§ **Supplied text**
The quantification of uncertainty is generally straightforward, but the communication of this uncertainty to a range of users of information is less so. As Milne et al. (2015) found, the success of a method to present uncertainty may depend on the subject matter and on the background of the interpreter. The probability that the true value lies below a threshold might not be easily interpreted by the policy maker or manager who needs to make a decision based on a map. Probability is often not easily interpreted by a range of end-users of information (Spiegelhalter et al., 2011), and for this reason, in addition to the “raw” probability, verbal interpretations of probability based on “calibrated phrases” (e.g. “unlikely”) have been proposed, e.g. the Intergovernmental Panel for Climate Change (IPCC) scale (Mastrandrea et al., 2010). Pictographs may also be used to communicate probabilities by enabling the interpreter to visualise them as proportions (e.g. Spiegelhalter et al., 2011).

Statistical predictions can be used to support decision-making to identify areas of sufficiency or insufficiency. A simple decision model could be based on a threshold value of a variable, with the aim that the user should act if the variable of interest falls below or exceeds the threshold. In our study, we chose a threshold of 38 µg kg⁻¹, based on the assumption that a mean daily intake of 330 g of grain flour should provide a third of the daily estimated average requirement (EAR) of Se for an adult woman. The EAR is a commonly used measure of intake when assessing nutritional status and planning intervention.

In this study, we propose methods for communicating uncertainty in mapped concentrations of micronutrients in grain, using Se as a case study. These methods are based on the kriging variance or on the probability that concentration falls below a nutritionally significant threshold. Maps using these methods, and based on real data collected in Ethiopia and Malawi, were presented to panels of stakeholders in those countries, and their experience of using the maps and their evaluation of the different methods were recorded using questionnaires.

2 Materials and methods

This study was conducted in Ethiopia and Malawi. Ethiopia is located in the horn of Africa (9.1450^∘ N, 40.4897^∘ E), while Malawi is in southern Africa (13.2543^∘ S; 34.3015^∘ E). Primarily, these are research sites for the GeoNutrition project (http://www.geonutrition.com/, last access: 3 July 2020) to inform strategies on addressing micronutrient deficiencies commonly referred to as “hidden hunger”. We proposed testing five methods to communicate the uncertainty about predictions of Se concentration in grain (see Sect. 2.1).

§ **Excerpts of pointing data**
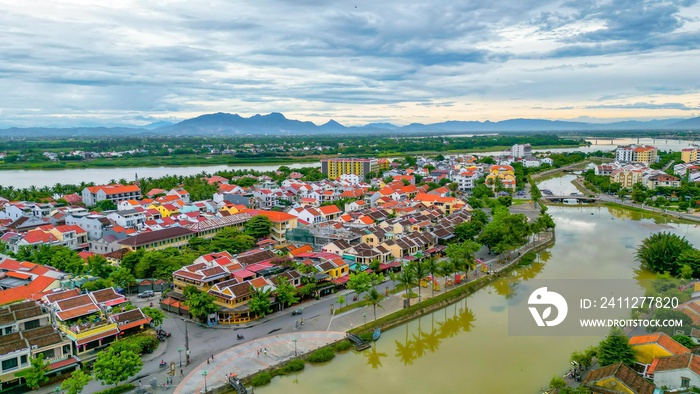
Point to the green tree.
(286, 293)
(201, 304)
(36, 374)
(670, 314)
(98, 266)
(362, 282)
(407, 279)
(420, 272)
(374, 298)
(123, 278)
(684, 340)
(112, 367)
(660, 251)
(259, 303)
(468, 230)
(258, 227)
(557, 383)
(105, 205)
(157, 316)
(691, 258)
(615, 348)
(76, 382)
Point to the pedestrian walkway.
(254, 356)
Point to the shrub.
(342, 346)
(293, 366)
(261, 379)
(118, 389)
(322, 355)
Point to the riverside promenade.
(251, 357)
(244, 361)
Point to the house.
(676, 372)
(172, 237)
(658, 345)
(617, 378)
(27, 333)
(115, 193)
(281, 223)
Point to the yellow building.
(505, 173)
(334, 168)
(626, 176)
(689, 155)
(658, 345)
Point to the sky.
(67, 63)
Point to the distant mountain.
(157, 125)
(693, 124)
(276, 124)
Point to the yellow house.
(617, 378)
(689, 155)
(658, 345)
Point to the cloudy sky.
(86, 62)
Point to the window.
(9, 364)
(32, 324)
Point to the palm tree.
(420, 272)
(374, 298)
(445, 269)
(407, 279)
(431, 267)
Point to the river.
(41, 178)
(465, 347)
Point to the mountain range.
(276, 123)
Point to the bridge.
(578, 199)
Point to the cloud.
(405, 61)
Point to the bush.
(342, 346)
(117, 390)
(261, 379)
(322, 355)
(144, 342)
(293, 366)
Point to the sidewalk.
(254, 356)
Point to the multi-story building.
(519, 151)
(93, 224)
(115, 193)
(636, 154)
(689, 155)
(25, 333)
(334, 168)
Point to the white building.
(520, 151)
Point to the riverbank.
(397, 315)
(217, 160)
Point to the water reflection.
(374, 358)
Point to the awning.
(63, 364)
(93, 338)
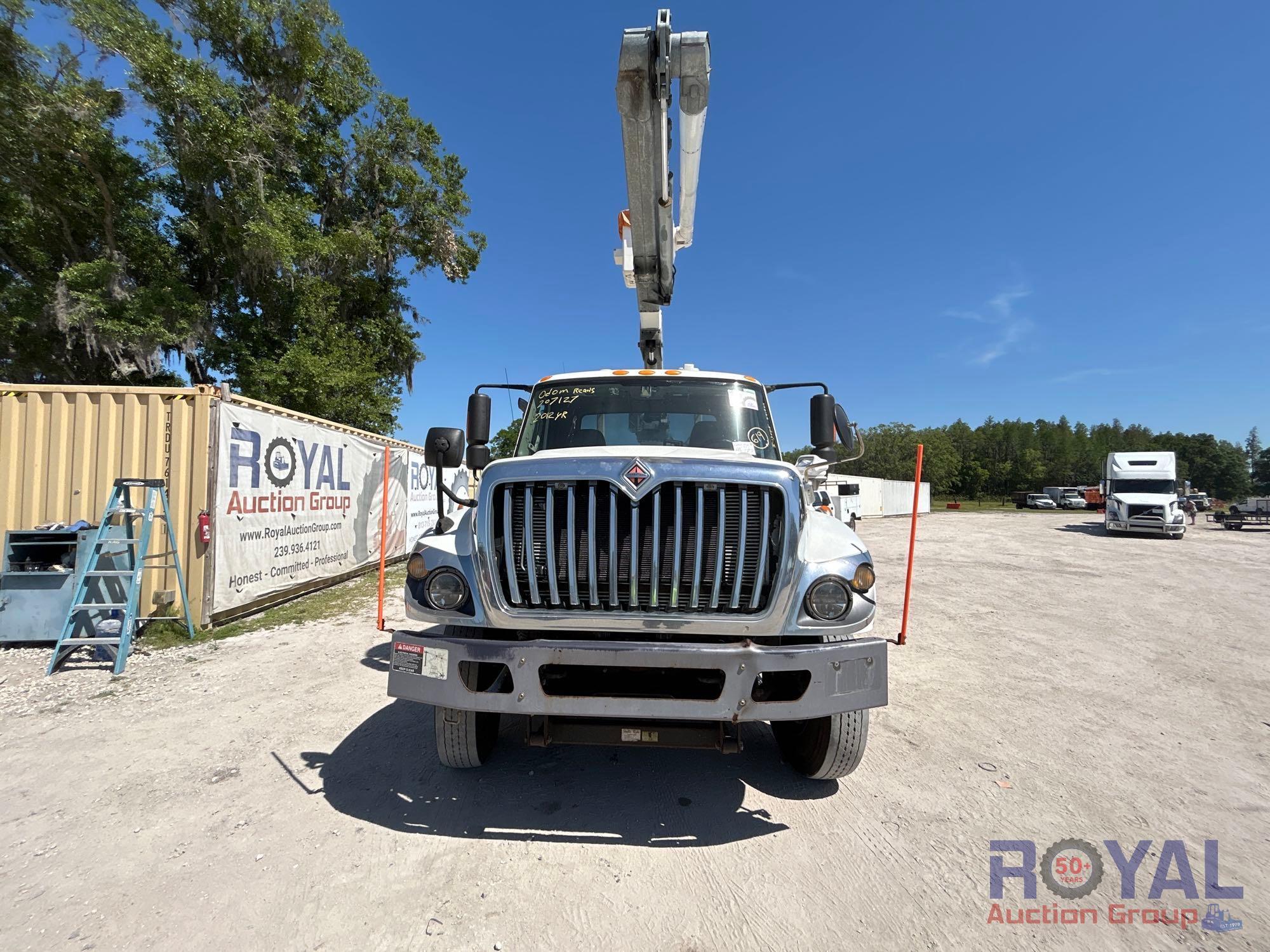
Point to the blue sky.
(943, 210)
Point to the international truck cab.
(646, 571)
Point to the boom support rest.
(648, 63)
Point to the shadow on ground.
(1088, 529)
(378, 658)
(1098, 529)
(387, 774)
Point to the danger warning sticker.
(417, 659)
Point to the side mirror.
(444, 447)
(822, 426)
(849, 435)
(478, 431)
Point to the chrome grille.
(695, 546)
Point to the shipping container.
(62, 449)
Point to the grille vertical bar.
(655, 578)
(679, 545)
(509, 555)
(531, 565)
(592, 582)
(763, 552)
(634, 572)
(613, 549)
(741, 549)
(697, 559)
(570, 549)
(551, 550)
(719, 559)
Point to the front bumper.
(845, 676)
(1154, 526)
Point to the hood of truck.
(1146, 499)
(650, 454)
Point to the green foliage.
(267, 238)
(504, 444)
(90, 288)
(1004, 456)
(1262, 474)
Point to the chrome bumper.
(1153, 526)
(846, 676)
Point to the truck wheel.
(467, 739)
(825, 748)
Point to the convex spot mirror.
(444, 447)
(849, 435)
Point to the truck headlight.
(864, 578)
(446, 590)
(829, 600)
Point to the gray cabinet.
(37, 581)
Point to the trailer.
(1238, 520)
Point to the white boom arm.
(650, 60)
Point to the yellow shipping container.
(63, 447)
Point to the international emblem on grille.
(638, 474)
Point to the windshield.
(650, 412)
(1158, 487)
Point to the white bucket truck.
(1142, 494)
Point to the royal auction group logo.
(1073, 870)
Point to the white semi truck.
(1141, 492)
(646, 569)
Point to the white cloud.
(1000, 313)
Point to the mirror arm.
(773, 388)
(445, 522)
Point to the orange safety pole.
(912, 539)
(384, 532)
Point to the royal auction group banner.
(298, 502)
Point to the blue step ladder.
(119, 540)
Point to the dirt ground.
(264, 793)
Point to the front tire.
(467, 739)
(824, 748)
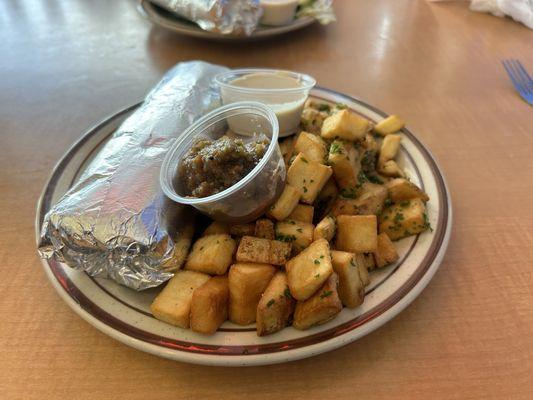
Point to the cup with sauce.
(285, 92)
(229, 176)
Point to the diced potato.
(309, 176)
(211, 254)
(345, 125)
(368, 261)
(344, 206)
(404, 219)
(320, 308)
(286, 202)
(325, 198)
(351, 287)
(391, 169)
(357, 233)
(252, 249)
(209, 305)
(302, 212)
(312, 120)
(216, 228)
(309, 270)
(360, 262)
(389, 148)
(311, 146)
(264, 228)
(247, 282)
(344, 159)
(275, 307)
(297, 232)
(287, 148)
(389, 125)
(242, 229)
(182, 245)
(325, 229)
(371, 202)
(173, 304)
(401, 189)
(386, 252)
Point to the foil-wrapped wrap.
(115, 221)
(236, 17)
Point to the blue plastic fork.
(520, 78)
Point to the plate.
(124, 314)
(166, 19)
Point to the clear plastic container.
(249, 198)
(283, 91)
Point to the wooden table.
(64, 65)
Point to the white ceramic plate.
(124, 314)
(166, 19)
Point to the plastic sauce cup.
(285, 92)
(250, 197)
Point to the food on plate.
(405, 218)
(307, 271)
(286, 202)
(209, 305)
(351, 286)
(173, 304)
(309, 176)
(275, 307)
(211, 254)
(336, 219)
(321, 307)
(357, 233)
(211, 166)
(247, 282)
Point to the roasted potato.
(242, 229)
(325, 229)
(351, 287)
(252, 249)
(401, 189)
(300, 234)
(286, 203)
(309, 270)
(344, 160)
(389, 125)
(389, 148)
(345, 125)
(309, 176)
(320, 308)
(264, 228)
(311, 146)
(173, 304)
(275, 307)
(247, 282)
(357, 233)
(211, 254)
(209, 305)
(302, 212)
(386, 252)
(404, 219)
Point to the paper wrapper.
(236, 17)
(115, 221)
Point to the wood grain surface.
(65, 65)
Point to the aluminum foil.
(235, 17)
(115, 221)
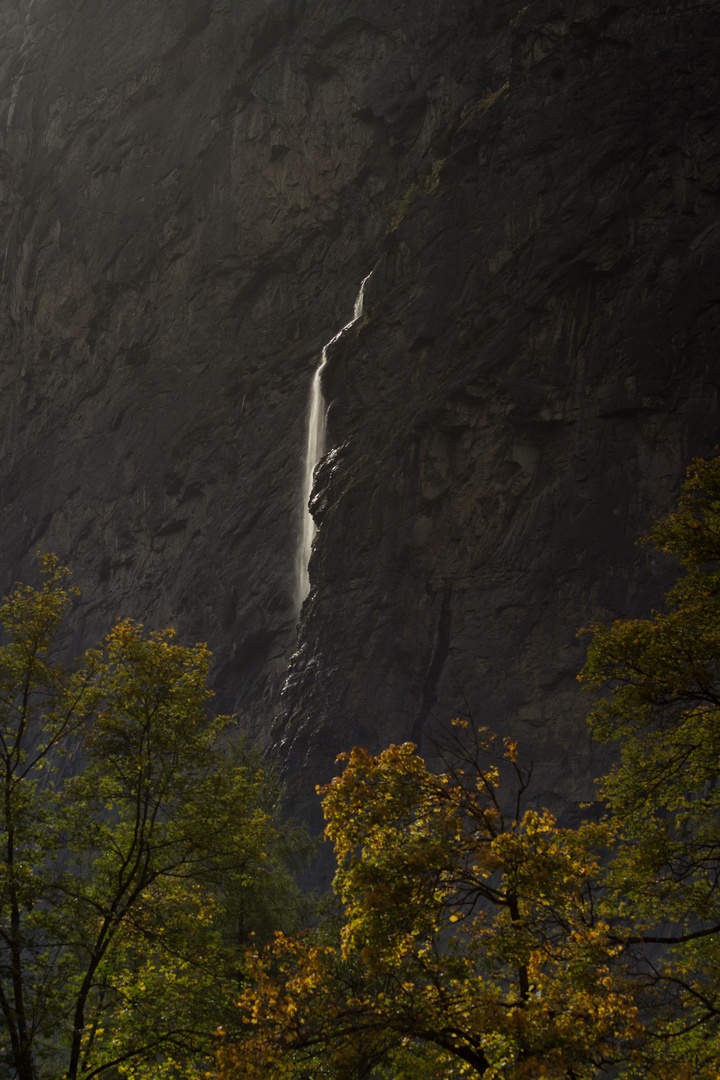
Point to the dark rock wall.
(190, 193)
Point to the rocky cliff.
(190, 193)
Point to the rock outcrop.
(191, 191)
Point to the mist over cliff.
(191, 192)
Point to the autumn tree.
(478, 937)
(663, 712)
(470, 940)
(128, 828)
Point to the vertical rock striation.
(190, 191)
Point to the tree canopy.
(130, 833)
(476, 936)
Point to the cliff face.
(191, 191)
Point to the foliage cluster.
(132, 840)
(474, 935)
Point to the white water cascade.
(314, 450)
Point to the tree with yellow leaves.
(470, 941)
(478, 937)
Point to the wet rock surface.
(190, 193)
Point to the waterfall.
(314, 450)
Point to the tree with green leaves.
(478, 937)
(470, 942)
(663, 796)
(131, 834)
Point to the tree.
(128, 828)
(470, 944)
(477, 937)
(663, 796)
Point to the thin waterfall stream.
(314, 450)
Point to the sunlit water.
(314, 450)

§ **Task instructions**
Please state the threshold value chosen for the study in the text on mapping uncertainty. These data were taken from a separate source.

§ **Reply**
38 µg kg⁻¹